Work to complete »
Look through the listing for the word "below". Copy each line that has it.

+ + + + + + +

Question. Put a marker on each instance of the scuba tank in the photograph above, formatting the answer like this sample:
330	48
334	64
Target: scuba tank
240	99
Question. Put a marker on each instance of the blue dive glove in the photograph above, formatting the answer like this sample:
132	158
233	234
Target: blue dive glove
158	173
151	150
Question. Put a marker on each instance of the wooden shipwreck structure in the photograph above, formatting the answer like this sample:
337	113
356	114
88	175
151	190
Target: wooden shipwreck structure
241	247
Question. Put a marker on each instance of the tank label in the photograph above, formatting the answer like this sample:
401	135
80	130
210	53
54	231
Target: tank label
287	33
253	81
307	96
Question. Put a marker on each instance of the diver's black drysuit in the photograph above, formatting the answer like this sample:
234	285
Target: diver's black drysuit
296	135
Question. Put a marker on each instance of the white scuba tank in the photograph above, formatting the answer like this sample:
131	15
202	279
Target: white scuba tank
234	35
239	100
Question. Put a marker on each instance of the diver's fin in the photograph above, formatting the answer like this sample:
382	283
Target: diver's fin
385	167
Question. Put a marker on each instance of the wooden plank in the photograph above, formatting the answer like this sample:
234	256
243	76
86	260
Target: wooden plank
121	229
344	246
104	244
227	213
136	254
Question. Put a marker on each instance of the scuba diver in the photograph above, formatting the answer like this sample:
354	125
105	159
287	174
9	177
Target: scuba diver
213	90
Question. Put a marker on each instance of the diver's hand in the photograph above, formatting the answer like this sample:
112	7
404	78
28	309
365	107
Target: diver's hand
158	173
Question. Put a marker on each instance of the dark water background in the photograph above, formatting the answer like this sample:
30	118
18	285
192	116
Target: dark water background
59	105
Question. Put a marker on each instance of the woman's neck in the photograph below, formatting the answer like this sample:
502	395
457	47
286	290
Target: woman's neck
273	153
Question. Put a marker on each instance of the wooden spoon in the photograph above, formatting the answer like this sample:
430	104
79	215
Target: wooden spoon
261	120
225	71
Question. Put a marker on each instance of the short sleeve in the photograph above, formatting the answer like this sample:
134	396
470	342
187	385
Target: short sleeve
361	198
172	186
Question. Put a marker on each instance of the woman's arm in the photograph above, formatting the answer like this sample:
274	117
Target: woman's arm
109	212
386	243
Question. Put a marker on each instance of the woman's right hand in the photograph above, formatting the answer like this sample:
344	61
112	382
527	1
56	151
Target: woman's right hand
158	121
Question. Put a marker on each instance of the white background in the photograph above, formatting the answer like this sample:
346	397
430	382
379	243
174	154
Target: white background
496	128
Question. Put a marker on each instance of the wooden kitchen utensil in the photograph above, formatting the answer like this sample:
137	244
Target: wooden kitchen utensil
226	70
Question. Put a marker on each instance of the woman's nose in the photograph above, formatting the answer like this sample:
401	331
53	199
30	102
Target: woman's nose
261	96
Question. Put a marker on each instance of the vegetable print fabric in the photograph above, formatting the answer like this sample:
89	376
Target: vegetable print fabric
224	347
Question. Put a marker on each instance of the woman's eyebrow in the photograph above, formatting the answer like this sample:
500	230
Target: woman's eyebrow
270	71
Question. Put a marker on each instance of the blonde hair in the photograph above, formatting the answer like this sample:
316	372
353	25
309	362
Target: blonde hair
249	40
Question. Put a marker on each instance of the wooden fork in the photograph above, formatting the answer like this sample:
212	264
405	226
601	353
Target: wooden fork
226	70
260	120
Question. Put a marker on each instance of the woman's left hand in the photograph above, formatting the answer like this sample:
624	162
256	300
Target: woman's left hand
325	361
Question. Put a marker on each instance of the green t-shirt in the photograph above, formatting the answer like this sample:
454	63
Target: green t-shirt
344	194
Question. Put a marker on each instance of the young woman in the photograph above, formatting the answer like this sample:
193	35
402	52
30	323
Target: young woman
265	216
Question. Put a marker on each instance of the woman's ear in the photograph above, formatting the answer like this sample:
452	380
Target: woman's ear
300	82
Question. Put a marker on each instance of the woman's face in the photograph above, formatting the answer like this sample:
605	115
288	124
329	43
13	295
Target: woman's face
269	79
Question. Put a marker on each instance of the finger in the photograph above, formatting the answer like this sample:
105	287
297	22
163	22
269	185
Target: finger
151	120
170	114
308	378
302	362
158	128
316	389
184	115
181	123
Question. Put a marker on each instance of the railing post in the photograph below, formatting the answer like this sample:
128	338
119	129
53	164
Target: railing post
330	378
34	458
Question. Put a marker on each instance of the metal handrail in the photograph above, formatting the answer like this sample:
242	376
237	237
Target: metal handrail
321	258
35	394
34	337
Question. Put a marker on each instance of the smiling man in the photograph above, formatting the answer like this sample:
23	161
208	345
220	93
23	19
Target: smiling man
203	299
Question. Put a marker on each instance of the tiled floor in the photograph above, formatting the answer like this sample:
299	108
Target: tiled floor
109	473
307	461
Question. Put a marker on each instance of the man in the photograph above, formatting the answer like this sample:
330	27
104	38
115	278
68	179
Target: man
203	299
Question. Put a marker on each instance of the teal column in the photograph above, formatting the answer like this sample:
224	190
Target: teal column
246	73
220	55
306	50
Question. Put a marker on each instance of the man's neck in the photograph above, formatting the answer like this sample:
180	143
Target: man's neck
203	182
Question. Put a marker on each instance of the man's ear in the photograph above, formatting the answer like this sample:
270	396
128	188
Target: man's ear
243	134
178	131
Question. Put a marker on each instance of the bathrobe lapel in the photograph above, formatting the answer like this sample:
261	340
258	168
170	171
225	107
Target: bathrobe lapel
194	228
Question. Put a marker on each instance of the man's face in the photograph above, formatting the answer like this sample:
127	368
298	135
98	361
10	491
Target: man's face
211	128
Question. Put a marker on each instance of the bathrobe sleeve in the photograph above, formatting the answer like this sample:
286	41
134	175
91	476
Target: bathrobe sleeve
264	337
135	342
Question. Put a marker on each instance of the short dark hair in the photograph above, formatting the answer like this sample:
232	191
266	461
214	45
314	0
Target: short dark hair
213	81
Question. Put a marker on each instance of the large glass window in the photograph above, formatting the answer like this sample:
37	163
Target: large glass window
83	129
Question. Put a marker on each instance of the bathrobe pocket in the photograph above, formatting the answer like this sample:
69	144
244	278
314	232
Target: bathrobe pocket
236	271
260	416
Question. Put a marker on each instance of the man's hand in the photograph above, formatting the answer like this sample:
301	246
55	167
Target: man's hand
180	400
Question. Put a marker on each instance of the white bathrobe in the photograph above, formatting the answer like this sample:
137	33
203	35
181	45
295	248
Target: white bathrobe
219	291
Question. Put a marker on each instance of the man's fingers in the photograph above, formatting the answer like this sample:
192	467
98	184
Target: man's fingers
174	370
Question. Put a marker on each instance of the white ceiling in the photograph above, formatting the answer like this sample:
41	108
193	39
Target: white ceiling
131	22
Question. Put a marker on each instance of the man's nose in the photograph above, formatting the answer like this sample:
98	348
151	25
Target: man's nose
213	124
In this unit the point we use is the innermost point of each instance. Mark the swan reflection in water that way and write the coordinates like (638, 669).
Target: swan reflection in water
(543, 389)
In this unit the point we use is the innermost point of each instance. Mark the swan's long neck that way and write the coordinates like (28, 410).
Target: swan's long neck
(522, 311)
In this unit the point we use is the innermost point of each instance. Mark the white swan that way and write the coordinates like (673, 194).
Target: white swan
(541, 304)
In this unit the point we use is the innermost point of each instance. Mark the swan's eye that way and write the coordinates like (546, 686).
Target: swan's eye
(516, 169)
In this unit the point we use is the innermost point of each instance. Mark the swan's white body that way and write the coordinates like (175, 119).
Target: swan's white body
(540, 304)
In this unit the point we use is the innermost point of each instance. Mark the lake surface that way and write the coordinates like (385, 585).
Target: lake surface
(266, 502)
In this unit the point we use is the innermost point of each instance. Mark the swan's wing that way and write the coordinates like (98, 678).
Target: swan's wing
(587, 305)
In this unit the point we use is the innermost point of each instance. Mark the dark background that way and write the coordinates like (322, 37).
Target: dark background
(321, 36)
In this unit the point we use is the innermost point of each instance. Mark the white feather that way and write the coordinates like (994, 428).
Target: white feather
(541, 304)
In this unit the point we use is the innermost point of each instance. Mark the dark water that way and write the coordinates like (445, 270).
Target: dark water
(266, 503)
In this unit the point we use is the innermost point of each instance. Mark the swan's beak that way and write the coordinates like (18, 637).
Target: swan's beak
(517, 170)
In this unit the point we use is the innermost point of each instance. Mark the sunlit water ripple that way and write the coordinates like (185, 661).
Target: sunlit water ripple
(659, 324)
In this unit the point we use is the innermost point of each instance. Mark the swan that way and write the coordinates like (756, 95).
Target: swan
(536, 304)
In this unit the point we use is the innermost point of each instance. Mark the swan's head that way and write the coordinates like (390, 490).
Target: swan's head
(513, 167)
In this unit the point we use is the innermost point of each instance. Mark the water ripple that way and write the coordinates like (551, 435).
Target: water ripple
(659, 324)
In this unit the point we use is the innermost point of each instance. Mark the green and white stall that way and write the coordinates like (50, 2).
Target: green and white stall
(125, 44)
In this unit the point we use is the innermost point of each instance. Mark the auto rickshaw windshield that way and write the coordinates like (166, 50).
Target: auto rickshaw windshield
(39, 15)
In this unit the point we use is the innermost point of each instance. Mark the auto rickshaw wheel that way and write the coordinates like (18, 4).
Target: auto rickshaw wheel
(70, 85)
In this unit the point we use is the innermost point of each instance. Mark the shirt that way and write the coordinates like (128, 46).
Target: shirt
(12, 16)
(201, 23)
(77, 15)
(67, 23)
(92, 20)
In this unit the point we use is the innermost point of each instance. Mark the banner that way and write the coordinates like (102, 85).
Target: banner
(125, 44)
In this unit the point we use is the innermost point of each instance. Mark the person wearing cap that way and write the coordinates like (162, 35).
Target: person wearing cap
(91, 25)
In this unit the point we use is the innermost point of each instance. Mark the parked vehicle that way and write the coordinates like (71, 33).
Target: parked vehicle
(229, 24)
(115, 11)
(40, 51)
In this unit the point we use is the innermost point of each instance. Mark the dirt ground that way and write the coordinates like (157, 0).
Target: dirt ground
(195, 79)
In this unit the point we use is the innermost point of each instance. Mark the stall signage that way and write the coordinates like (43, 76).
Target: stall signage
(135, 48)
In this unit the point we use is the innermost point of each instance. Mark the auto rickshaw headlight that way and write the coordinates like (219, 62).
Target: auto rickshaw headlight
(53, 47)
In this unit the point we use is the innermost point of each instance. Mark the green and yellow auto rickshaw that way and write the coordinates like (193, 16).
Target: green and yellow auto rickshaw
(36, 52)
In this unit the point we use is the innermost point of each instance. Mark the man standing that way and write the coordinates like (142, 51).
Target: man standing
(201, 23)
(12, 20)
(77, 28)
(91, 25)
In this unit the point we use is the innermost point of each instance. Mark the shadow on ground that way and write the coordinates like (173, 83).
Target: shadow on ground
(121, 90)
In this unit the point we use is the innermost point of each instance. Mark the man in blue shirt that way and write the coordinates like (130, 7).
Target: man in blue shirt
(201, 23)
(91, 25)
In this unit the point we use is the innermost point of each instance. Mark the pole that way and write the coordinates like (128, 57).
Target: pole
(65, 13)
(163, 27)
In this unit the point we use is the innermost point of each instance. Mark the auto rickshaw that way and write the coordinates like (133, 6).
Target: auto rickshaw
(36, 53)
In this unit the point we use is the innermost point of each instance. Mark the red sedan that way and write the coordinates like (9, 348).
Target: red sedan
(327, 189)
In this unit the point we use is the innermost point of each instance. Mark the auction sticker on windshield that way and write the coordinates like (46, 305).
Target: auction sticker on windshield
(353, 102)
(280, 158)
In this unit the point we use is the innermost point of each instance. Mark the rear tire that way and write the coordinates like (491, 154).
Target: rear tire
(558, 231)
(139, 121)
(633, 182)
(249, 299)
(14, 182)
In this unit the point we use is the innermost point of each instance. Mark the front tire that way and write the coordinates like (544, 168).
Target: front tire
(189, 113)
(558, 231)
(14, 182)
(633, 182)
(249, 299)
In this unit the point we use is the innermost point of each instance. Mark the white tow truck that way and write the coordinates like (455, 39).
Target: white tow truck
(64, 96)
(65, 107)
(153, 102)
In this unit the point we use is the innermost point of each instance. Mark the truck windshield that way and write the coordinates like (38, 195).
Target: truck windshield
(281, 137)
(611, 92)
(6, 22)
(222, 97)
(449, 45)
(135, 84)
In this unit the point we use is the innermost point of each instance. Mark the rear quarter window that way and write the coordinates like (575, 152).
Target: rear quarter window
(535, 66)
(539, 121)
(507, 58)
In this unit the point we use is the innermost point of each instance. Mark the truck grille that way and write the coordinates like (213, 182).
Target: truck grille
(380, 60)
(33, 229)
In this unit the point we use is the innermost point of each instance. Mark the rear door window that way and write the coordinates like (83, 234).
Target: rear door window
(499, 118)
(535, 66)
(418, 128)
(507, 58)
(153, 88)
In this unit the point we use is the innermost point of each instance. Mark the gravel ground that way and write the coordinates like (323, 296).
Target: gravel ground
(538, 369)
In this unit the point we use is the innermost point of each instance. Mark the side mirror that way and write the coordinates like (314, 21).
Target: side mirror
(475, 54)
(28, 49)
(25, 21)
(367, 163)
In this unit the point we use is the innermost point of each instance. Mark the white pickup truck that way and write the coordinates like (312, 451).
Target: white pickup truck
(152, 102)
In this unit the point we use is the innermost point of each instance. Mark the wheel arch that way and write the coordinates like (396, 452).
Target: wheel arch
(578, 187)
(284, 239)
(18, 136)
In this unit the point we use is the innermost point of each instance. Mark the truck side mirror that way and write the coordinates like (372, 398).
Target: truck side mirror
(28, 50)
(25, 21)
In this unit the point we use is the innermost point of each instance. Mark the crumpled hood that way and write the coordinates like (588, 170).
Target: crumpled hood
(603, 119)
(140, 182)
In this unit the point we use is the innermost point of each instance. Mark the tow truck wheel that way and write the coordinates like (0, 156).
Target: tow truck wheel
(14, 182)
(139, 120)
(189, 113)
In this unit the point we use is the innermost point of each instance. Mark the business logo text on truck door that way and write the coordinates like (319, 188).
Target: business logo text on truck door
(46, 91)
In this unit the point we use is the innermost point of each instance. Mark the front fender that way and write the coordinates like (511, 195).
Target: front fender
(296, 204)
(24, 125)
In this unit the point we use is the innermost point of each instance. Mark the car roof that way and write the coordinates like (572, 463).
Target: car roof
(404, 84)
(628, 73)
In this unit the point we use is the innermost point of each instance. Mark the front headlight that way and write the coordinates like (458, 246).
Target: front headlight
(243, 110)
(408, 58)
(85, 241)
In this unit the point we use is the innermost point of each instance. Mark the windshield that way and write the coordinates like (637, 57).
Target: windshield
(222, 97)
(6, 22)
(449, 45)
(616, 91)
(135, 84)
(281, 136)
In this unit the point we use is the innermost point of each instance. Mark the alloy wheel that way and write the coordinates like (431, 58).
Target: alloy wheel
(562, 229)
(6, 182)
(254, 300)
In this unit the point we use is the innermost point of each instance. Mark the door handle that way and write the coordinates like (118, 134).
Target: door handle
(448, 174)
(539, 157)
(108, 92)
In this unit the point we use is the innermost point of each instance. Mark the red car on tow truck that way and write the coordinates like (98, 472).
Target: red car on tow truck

+ + + + + + +

Reply to the task »
Question. Put a marker on each instance of the woman's neck in the photograph below, formatting the answer like this sample:
Question. Put a marker on each instance of the railing post in the photograph below, formatting the answer like this sample:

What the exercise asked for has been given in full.